- **Il compito**: Riscrivi la parte dell'articolo sugli attacchi informatici compresa tra "Michele Damiani" e "avvocati di Roma.", estremi inclusi, sostituendo "convegno" con "seminario".

- **Estratto del documento**:
┄┄┄┄┄┄┄┄┄┄┄┄┄┄┄┄┄┄┄┄

Michele Damiani
In Italia, professionisti e aziende hanno subito l’anno scorso di media un attacco informatico ogni 4 ore. Nel 2020, infatti, sono stati registrati 2332 attacchi di pirateria informatica a fronte di 1802 attacchi rilevati nel 2019. I numeri sono stati illustrati da Oren Elimelech, consulente del governo israeliano per la cybersecurity ed esperto della compagnia assicurativa Lev Ins, intervenuto durante il convegno «L’hacker nel faldone», organizzato dal Consiglio dell’ordine degli avvocati di Roma.
Secondo Elimelech, l’ultimo mese dell’anno appena trascorso ha registrato da solo 227 eventi critici a fronte di 157 eventi segnalati nel 2019 e di 106 nel 2018. Quanto alla natura degli attacchi, nel 40% dei casi si è trattato di malware, ma nel 9% degli episodi le vittime sono state individuate in precedenza, in sostanza prese di mira dagli hacker perché ritenute particolarmente vulnerabili. «Un segnale preoccupante perché conferma – spiega Elimelech, fondatore del Cyberteam 360 – che i pirati stanno prendendo di mira l’Italia in modo particolare». Quanto alle cause, la richiesta di denaro è di gran lunga l’obiettivo principale, mentre l’attivismo politico – il cosiddetto hacktivism – rappresenta una percentuale minima degli eventi.
Secondo quanto riportato dalla nota del Coa di Roma, un sondaggio condotto da Cyberteam 360 su mille professionisti operanti nel settore della sicurezza informatica ha rivelato che il 90% delle imprese ha subito un attacco sui propri dispositivi o profili. Fra le tecniche privilegiate dalla criminalità informatica la cosiddetta «island-hopping», letteralmente «da un’isola all’altra», che consiste nel prendere di mira un obiettivo più piccolo e vulnerabile per infiltrarsi nei server del vero obiettivo: «ad esempio la rete di un fornitore per accedere alla rete dell’azienda target dell’attacco», come si legge nella nota del Coa. «Un discorso rilanciato ovviamente dalla diffusione del telelavoro in conseguenza della pandemia: se anche le reti aziendali sono protette, meno lo sono i computer che i dipendenti utilizzano per lavorare da casa», fanno sapere ancora gli avvocati romani. «Un tema delicato tanto più per l’avvocatura», le parole del presidente del Coa Roma Antonino Galletti, «perché nel caso dello studio legale si intreccia con profili di privacy e tutela dei dati sensibili dei nostri assistiti. Quindi, è importante individuare strumenti efficaci per l’autenticazione degli utenti che accedono da remoto alla rete e come sempre di effettuare investimenti tanto nella sicurezza dei computer e dei cloud, quanto nelle assicurazioni professionali per coprire ogni rischio».

┄┄┄┄┄┄┄┄┄┄┄┄┄┄┄┄┄┄┄┄

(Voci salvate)
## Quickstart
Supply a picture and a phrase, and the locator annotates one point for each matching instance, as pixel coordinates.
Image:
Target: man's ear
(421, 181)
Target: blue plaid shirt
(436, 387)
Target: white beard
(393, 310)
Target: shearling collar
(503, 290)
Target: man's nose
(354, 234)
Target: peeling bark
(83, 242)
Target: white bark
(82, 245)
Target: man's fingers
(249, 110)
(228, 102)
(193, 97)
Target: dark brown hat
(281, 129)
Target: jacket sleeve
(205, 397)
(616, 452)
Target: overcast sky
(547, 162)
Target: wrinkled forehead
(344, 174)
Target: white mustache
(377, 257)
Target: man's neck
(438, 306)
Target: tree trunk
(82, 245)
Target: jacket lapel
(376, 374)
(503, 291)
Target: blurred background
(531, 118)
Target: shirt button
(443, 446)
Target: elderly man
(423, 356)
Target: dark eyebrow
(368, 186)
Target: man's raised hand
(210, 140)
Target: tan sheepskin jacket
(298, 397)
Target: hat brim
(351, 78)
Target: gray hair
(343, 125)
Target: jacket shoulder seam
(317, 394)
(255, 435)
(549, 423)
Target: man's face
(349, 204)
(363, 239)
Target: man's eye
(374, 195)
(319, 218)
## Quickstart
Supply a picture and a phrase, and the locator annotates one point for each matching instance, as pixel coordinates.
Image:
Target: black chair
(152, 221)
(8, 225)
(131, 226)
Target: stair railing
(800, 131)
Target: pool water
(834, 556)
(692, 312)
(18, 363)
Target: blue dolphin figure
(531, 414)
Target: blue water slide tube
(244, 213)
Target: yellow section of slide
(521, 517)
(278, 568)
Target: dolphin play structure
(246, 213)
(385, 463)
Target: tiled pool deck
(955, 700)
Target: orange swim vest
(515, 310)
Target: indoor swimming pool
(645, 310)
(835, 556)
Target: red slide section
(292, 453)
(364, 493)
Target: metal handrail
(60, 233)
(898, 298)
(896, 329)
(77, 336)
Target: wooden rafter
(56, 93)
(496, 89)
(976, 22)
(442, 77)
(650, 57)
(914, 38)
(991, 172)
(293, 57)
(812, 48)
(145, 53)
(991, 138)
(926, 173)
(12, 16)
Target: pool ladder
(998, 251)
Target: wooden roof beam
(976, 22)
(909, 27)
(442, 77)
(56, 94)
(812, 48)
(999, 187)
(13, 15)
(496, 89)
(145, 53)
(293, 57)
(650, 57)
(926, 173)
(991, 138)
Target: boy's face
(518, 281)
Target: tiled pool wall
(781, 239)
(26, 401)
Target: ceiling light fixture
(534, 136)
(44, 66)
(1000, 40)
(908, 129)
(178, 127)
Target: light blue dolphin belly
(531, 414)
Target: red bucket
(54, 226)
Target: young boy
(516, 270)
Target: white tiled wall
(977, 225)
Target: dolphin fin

┄┄┄┄┄┄┄┄┄┄┄┄┄┄┄┄┄┄┄┄

- **Soluzione proposta**:
Michele Damiani
In Italia, professionisti e aziende hanno subito l’anno scorso di media un attacco informatico ogni 4 ore. Nel 2020, infatti, sono stati registrati 2332 attacchi di pirateria informatica a fronte di 1802 attacchi rilevati nel 2019. I numeri sono stati illustrati da Oren Elimelech, consulente del governo israeliano per la cybersecurity ed esperto della compagnia assicurativa Lev Ins, intervenuto durante il seminario «L’hacker nel faldone», organizzato dal Consiglio dell’ordine degli avvocati di Roma.